**What to do**
Using the listing below, retype exactly the lines starting at the one with "Could you point out the beige" and ending at the one with "Could you point out the clasped", and include both.
· · · ·
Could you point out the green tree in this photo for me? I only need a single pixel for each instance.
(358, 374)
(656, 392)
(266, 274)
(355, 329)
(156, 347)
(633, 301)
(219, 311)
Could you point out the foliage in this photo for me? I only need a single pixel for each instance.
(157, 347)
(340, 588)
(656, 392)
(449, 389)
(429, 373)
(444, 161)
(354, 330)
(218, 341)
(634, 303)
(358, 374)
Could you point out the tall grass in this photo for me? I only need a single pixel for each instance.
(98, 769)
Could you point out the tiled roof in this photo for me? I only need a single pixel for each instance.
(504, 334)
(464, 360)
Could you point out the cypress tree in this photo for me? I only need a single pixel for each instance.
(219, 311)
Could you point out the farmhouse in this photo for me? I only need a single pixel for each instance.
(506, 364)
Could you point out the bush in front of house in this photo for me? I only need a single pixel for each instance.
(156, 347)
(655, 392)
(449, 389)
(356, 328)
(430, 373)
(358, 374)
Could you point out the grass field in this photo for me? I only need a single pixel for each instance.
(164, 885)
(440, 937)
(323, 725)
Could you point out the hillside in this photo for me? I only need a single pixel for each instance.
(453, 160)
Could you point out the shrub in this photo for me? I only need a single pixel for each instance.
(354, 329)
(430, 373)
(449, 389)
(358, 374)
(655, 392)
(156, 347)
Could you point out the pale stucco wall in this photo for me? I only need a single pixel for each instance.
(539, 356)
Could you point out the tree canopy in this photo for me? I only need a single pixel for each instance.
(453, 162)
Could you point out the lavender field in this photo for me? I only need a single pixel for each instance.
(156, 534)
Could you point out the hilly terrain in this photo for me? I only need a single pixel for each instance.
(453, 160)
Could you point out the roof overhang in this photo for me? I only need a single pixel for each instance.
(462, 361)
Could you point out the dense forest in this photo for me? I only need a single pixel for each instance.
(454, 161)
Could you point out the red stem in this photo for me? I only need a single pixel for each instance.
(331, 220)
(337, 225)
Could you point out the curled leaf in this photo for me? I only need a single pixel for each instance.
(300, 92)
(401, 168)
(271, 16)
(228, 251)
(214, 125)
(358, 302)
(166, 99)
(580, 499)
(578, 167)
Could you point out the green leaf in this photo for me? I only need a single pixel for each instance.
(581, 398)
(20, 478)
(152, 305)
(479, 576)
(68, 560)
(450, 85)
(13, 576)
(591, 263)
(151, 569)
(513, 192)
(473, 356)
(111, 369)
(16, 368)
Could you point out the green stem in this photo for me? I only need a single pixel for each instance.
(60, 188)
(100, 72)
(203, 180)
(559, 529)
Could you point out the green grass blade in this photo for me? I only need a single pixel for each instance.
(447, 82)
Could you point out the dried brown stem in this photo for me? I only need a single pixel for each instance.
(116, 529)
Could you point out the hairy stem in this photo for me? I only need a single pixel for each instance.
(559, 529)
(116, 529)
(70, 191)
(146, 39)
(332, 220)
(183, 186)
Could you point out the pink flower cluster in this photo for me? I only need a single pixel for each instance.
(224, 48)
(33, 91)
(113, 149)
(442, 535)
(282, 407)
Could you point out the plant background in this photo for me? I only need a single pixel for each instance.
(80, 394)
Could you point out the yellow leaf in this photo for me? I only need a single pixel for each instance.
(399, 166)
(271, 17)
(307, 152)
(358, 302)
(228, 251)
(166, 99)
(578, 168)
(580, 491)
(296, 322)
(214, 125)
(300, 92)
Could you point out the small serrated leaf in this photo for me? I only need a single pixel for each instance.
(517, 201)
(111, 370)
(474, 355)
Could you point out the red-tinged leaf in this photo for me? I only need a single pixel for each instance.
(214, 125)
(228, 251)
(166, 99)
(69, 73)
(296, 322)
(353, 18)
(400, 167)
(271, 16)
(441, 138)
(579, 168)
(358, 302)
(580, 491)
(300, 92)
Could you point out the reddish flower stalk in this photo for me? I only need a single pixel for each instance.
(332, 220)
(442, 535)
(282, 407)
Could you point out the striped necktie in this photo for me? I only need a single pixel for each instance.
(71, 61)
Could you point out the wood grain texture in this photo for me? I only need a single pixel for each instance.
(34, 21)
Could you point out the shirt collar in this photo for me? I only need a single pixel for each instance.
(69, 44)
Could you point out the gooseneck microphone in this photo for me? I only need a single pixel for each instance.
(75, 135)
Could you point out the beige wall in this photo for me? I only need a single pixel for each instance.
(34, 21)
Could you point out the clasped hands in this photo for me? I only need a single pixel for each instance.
· · · ·
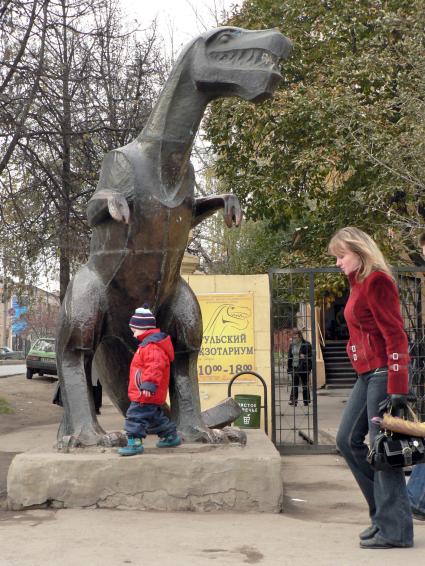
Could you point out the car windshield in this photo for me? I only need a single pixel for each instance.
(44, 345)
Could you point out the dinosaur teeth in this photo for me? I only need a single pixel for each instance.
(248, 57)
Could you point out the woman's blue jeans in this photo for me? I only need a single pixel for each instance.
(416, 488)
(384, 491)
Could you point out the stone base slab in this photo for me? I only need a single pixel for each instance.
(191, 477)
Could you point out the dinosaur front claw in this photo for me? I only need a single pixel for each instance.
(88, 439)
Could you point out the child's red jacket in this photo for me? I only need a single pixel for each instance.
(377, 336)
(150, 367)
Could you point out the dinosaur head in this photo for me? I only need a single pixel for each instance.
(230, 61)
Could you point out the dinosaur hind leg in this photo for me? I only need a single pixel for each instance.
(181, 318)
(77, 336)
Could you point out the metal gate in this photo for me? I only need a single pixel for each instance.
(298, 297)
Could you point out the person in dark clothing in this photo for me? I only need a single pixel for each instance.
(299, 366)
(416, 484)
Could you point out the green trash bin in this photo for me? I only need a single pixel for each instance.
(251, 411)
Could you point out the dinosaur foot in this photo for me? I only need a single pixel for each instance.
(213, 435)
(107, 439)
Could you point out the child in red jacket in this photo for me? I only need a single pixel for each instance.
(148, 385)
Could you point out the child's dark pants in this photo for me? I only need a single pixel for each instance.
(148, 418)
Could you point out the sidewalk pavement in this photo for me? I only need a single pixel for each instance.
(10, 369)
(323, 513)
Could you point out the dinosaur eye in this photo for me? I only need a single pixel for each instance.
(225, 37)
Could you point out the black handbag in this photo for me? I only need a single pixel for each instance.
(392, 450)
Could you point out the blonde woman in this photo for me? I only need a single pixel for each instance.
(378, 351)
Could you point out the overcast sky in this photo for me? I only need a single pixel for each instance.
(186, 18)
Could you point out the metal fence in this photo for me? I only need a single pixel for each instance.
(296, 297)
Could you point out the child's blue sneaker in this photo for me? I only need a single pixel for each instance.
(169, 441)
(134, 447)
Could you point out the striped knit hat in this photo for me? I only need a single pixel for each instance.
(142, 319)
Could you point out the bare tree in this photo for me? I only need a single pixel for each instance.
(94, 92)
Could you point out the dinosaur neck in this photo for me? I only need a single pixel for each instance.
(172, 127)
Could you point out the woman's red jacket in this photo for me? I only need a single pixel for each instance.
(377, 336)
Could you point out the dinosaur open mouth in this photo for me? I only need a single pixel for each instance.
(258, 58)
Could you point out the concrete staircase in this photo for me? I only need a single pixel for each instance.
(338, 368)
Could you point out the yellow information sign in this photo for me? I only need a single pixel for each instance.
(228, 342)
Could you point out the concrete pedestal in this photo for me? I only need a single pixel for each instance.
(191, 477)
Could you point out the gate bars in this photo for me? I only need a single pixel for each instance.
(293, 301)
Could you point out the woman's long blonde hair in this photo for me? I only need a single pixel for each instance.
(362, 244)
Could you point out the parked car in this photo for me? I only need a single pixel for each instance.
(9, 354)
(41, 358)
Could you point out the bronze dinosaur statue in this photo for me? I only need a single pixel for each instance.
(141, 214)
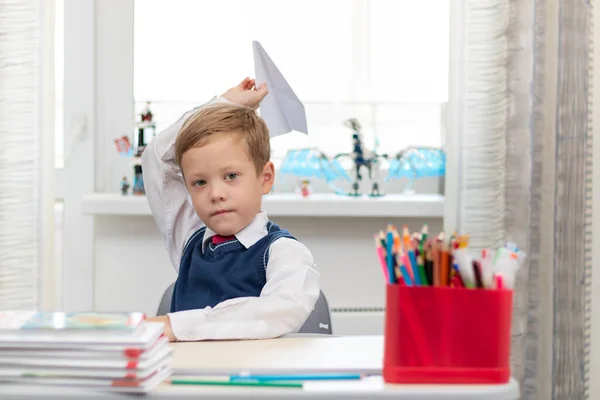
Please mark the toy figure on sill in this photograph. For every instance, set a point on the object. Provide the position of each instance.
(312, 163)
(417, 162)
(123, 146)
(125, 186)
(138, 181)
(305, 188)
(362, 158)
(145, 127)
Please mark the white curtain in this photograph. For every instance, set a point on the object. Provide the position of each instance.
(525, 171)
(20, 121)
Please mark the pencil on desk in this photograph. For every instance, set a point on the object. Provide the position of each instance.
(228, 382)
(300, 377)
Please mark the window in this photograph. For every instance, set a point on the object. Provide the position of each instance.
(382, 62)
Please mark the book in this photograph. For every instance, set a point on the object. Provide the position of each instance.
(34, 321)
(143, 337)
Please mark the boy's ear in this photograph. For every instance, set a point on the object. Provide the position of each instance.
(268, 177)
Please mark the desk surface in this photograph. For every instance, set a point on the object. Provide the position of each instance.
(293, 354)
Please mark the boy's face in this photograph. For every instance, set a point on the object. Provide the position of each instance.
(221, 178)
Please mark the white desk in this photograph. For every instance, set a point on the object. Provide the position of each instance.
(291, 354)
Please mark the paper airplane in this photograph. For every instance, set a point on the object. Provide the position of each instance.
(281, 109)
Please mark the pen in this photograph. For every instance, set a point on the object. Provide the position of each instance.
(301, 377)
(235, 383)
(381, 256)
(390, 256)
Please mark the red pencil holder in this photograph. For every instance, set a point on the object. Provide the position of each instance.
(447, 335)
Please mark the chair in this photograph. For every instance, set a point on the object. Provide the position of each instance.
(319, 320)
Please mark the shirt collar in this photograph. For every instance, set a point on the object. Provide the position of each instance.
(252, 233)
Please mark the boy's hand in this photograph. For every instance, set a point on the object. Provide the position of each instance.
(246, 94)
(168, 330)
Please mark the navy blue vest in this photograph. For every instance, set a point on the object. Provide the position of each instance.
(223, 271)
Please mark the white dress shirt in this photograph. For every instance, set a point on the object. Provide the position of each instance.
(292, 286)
· · · ·
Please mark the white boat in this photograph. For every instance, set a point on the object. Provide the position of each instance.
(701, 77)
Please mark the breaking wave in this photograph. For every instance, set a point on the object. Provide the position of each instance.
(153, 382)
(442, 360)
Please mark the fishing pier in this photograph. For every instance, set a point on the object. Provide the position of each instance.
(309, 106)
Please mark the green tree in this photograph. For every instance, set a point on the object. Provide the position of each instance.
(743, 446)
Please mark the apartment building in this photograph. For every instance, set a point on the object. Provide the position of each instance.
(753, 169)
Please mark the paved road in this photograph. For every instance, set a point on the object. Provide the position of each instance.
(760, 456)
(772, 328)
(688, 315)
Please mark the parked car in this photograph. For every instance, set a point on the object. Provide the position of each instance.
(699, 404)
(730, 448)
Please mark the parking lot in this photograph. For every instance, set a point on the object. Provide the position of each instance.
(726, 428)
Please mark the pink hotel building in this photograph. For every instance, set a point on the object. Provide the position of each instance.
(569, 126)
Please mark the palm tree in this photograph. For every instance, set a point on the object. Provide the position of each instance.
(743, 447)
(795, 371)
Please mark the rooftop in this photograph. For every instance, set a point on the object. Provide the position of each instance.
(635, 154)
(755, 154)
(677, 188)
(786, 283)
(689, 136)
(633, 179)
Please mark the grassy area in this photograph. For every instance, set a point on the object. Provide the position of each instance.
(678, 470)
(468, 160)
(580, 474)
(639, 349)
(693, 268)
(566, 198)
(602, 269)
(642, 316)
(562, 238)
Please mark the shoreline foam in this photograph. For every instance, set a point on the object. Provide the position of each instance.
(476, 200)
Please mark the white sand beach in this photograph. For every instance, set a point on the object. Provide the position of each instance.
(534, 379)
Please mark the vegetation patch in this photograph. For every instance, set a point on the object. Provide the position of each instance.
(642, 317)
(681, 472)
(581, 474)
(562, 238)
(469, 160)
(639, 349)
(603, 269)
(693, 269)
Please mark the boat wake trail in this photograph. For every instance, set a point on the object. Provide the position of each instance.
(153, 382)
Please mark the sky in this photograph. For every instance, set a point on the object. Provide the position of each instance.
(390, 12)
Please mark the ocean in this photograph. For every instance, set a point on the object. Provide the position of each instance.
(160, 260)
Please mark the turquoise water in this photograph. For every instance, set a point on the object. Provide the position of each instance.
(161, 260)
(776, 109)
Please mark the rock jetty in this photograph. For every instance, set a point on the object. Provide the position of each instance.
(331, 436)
· · · ·
**Your response**
Could you point out the beige wall in this photo for me? I only need a single pixel for each instance.
(34, 21)
Could you point out the clasped hands in this photo for me? I only need a single pixel for each instance.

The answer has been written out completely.